What this exercise asks –
#1 According to the Enterprise 2.0 text, what percentage of companies reported using video conferencing in 2013?
#2 Using the Enterprise 2.0 text, explain why it suggests that companies may not yet have fully realized the benefits of these technologies.
#3 List the top five measurable benefits of technology adoption that the Enterprise 2.0 text cites from McKinsey (2013).

Document passage –
____________
Types of Enterprise 2.0 technology

Enterprise 2.0 technologies are defined by their characteristic collaborative layer that increases workers productivity through fostering connected, collaborative ways of working.

The technologies include:

  • Shared documents
  • Wikis
  • Social networks
  • Blogs
  • Video sharing
  • Video conferencing
  • Instant messaging
  • Podcasts
  • RSS
  • Microblogging
  • Tagging
  • Rating
  • Mash-ups
  • Prediction markets

Video conferencing, social networking and collaborative document editing are the most adopted of the various types of technologies. These are all internal working tools, perhaps suggesting that companies haven’t yet fully realised the benefits of using these technologies to create more permeable boundaries between the organisation and its customers, suppliers, other organisations, etc., in order to increase openness and drive innovation.

Benefits of Enterprise 2.0 technology

During a time of global crisis organisations might consider the ability to continue to operate to be a sufficient benefit from having implemented Enterprise 2.0 technologies, but there are also additional longer term benefits. Andrew McAffe says that Enterprise 2.0 “offers significant improvements, not just incremental ones, in areas such as generating, capturing, and sharing knowledge” (McAfee, 2009). 

The top five measurable benefits from technology adoption are (McKinsey, 2013):

  • Increasing speed to access knowledge
  • Reducing communication costs
  • Reducing travel costs
  • Increasing speed to access internal experts
  • Reducing operational costs

Enterprise 2.0 technologies grew rapidly between 2006 and 2013 (McKinsey, 2013) with 61% of companies reporting using video conferencing in 2013. The growth of these collaborative tools had plateaued (McKinsey 2015) but it is not inconceivable to assume that during the lockdown far more companies are utilising the benefits of technology to undertake almost every business task. The lockdown may serve as an accelerator for better utilisation of collaborative working technologies and achieve greater and previously unrealised benefits than if organisations had not been forced to adopt them.

Communication methods that support distributed workforces

The emergence of Enterprise 2.0 as a new form of interaction (rather than purely a technological phenomenon) between workers has enabled those who had to work from home during the lockdown to continue to communicate effectively with colleagues. The new communication methods required acceptance of the reconceptualisation of how information flows in Enterprise 2.0.
____________
Dataset extract –
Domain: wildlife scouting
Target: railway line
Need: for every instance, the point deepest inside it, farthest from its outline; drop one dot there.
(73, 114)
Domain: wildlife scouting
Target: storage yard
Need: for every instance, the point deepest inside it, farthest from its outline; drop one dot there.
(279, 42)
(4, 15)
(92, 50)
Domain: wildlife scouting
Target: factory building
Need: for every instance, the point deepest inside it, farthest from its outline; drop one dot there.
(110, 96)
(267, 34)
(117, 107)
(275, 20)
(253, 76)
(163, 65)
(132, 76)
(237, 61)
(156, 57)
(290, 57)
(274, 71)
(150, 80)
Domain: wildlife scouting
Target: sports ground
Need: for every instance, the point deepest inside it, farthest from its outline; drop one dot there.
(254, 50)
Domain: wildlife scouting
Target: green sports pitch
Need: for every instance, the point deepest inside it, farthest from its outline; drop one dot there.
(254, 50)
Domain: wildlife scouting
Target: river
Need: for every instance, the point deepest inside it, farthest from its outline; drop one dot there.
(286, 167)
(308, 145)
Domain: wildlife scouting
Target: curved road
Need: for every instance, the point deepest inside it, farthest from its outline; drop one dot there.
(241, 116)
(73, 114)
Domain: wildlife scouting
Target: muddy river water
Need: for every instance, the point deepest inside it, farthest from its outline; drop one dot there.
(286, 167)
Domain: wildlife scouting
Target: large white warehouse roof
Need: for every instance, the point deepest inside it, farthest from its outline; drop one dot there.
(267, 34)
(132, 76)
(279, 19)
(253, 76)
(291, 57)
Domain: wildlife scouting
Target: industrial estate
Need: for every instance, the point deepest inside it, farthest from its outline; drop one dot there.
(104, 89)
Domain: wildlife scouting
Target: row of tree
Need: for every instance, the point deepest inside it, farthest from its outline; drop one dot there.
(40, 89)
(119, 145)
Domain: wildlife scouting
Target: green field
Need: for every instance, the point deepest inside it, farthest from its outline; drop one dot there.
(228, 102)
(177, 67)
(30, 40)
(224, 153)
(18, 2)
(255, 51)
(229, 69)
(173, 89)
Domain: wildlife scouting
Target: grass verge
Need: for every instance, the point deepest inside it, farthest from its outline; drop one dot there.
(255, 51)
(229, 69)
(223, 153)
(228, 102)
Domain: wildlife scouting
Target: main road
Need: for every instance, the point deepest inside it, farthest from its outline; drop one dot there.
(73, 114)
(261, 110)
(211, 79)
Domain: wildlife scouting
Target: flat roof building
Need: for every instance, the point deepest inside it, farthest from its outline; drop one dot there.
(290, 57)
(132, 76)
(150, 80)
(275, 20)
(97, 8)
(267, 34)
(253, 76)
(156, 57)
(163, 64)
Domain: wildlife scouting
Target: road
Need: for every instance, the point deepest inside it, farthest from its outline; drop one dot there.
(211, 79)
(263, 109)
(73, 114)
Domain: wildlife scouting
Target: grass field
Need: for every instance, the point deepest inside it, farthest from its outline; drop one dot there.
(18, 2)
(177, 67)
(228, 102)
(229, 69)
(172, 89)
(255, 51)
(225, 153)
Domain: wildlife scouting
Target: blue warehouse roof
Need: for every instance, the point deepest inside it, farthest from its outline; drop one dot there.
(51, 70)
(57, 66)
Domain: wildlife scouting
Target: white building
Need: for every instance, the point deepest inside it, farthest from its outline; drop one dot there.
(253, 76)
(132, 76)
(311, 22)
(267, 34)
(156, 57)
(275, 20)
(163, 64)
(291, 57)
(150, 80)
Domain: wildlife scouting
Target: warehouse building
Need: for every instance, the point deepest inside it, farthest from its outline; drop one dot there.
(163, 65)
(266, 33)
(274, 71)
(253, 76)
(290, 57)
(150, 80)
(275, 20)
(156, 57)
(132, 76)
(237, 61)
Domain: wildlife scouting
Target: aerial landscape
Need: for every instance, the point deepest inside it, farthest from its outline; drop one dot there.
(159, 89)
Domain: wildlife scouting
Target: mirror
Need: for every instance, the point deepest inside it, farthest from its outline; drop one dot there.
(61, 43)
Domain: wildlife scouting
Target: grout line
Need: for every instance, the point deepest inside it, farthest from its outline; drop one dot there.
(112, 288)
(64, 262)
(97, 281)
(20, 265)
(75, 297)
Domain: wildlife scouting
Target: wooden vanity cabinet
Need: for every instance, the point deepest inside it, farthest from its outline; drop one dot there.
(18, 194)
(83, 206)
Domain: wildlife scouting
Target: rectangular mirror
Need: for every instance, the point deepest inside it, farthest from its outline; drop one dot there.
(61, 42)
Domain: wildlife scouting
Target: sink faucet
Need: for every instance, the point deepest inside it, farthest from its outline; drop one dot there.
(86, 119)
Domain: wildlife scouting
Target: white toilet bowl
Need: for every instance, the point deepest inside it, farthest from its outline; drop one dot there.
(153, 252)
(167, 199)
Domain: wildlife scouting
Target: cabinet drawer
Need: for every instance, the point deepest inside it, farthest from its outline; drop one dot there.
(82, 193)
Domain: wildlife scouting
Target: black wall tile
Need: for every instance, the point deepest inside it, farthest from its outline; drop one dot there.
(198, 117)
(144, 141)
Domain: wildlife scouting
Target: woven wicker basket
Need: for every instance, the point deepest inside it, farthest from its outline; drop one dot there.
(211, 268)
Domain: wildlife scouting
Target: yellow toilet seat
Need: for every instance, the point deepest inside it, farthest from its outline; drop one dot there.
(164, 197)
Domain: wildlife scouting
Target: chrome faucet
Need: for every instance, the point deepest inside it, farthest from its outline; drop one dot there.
____________
Correct answers –
#1 61% of companies reported using video conferencing in 2013.

#2 The three most adopted technologies are all internal working tools: video conferencing, social networking and collaborative document editing. This suggests companies are not yet using them to make the boundaries between the organization and its customers, suppliers and other organizations more permeable. Such boundaries would increase openness and drive innovation.

#3
- Increasing speed to access knowledge
- Reducing communication costs
- Reducing travel costs
- Increasing speed to access internal experts
- Reducing operational costs